» Work request 1: Write out the Ivan Pereverzev biography word for word from "- My Love (1940)" to "(1950) – engineer (uncredited)".
» Work request 2: Pick up the Ivan Pereverzev biography after its last line and write what comes next.

===== Page text

Soviet actor (1914–1978)

Ivan Fyodorovich Pereverzev (Ива́н Фёдорович Переве́рзев; 3 September 1914 - 23 April 1978) was a Soviet and Russian stage and film actor. People's Artist of the USSR (1975).

From his relationship with the actress Alla Larionova, he had a daughter, Alyona.

==Filmography==

- The Conveyor of Death (1933) – episode (uncredited)
- The Private Life of Pyotr Vinogradov (1934) – fitness instructor (uncredited)
- My Love (1940) – Grisha
- Ivan Nikulin: Russian Sailor (1944) – Ivan Nikulin
- It Happened in the Donbas (1945) – Stepan Andreyevich Ryabinin
- The First Glove (1946) – Nikita Krutikov
- The Third Blow (1948) – Yakov Kreizer
- The Court of Honor (1948) – Ivan Ivanovich Petrenko
- Dream of a Cossack (1950) – Andrei Petrovich Boichenko
- Far from Moscow (1950) – engineer (uncredited)
- Taras Shevchenko (1951) – Zygmunt Sierakowski
- Sadko (1952) – Timofey Larionovich
- Admiral Ushakov (1953) – Fyodor Ushakov
- Attack from the Sea (1953) – Fyodor Ushakov
- Heroes of Shipka (1954) – Katorgin
- The Variegateds Case (1958) – "Stranger" the spy
- My Beloved (1958) – Kozyrev
- The Sky Beckons (1959) – Yevgeny Kornev
- Michman Panin (1960) – Ivan Grigoryev
- Scarlet Sails (1961) – Longren
- Silence (1963) – Lukovsky
- Meet Baluyev! (1963) – Pavel Gavrilovich Baluyev
- The Enchanted Desna (1964) – construction manager
- Strong with Spirit (1967) – Dmitry Medvedev
- The New Adventures of the Elusive Avengers (1968) – Smirnov, Red Cavalry Army chief of staff
- Trembita (1968) – Prokop, Mikola's father
- Dangerous Tour (1969) – Kazimir Kazimirovich Kulbras, general governor
- Bonivur's Heart (1969) – Zhilin, old peasant
- Liberation (1970) – Vasily Chuikov
- The Crown of the Russian Empire, or Once Again the Elusive Avengers (1971) – Smirnov, chief of JSPD
- Adventures in a City that Does Not Exist (1974) – Long John Silver
- A Very English Murder (1974) – Briggs, butler (voiced by Yevgeny Vesnik)

==========
===== Available data

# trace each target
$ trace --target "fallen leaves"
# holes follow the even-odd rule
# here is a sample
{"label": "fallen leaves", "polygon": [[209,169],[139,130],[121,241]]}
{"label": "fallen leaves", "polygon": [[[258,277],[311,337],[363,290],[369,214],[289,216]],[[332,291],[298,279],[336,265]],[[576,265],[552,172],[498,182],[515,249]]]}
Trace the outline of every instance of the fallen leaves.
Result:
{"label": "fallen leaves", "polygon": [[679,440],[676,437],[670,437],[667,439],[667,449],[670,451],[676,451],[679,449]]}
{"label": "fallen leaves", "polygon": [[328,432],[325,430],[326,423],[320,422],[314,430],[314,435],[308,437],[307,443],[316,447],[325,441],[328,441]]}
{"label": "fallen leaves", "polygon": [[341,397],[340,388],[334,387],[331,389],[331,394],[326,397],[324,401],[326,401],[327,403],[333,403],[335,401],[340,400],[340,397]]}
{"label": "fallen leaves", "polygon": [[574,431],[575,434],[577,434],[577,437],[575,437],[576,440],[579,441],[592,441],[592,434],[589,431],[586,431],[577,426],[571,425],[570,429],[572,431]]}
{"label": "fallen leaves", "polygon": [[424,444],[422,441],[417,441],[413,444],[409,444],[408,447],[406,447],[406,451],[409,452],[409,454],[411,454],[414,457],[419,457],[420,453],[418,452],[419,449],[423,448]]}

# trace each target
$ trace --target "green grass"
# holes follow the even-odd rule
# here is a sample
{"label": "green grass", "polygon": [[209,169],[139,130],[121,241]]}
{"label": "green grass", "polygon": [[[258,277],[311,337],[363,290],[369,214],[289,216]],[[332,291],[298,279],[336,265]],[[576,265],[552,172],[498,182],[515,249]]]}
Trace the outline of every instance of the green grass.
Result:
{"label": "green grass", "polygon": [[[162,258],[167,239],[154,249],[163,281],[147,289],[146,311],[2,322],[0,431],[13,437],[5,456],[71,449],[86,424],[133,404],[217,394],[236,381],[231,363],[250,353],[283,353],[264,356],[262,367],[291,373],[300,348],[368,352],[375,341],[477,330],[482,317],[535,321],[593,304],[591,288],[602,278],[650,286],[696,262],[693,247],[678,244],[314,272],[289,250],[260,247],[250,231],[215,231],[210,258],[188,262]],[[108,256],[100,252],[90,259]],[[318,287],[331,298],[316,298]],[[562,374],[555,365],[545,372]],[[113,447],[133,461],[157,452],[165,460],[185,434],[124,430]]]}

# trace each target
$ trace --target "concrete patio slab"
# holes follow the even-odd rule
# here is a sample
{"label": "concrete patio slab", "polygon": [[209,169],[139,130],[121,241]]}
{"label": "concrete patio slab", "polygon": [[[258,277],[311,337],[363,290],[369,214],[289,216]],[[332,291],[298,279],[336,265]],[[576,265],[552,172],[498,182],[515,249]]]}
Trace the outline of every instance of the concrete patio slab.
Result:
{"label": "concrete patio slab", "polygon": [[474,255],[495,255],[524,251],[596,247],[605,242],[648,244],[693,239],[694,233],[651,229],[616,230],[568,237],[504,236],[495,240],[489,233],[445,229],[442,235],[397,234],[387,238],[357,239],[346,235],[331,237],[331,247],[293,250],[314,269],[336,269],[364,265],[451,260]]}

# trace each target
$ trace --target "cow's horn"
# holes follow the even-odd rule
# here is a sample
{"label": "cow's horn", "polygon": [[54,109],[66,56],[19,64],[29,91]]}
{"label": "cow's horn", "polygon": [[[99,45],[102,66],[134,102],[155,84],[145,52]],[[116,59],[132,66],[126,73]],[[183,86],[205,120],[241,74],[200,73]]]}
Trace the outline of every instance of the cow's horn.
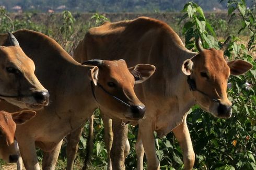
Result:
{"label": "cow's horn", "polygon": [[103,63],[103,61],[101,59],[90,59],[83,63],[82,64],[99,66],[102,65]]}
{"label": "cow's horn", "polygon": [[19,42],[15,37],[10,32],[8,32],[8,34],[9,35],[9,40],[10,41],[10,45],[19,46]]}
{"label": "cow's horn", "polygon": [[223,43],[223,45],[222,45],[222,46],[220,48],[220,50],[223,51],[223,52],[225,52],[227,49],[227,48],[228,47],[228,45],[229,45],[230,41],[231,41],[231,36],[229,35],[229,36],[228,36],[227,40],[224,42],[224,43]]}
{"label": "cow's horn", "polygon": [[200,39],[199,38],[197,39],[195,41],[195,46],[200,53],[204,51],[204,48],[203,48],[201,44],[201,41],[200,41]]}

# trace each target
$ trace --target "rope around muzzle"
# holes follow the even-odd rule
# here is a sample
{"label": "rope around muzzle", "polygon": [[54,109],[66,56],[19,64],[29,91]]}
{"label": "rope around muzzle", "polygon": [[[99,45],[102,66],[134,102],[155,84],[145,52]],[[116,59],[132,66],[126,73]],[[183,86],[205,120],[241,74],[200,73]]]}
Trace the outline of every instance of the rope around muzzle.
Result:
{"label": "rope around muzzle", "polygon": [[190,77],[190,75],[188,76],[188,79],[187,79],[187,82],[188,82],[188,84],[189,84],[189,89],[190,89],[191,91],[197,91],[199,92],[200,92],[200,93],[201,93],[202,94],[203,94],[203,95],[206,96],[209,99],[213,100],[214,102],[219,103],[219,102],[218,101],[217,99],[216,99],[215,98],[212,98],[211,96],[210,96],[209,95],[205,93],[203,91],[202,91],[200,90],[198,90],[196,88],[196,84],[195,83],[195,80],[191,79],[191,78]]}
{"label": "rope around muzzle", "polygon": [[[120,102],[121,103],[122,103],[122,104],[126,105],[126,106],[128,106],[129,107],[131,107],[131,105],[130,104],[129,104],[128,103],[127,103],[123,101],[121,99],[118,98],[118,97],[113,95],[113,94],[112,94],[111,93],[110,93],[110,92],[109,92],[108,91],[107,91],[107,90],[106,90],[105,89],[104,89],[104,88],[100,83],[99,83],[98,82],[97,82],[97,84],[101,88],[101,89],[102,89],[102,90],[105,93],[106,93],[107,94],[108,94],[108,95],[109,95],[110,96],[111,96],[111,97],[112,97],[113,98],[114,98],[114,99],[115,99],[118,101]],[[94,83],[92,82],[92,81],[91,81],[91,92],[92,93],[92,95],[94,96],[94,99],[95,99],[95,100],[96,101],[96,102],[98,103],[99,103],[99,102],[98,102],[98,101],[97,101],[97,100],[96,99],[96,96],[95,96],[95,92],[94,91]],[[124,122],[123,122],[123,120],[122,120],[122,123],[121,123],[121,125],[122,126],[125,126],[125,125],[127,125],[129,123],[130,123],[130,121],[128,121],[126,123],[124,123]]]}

==========

» Answer space 1:
- My Love (1940) – Grisha
- Ivan Nikulin: Russian Sailor (1944) – Ivan Nikulin
- It Happened in the Donbas (1945) – Stepan Andreyevich Ryabinin
- The First Glove (1946) – Nikita Krutikov
- The Third Blow (1948) – Yakov Kreizer
- The Court of Honor (1948) – Ivan Ivanovich Petrenko
- Dream of a Cossack (1950) – Andrei Petrovich Boichenko
- Far from Moscow (1950) – engineer (uncredited)

» Answer space 2:
- Front Without Flanks (1975) – father Pavel
- Front Beyond the Front Line (1977) – father Pavel

== Awards and honors ==

- Medal "For Valiant Labour in the Great Patriotic War 1941–1945" (1946)
- Order of the Badge of Honour (1950)
- Honored Artist of the RSFSR (1951)
- Stalin Prize, 1st class (1952)
- People's Artist of the RSFSR (1966)
- Order of the Red Banner of Labour (1974)
- People's Artist of the USSR (1975)

== Personal life ==
First wife was Nadezhda Illarionovna Cherednichenko, they had son Sergey. With Maria Skobtseva they had son Vasiliy. Grandson - Sergey.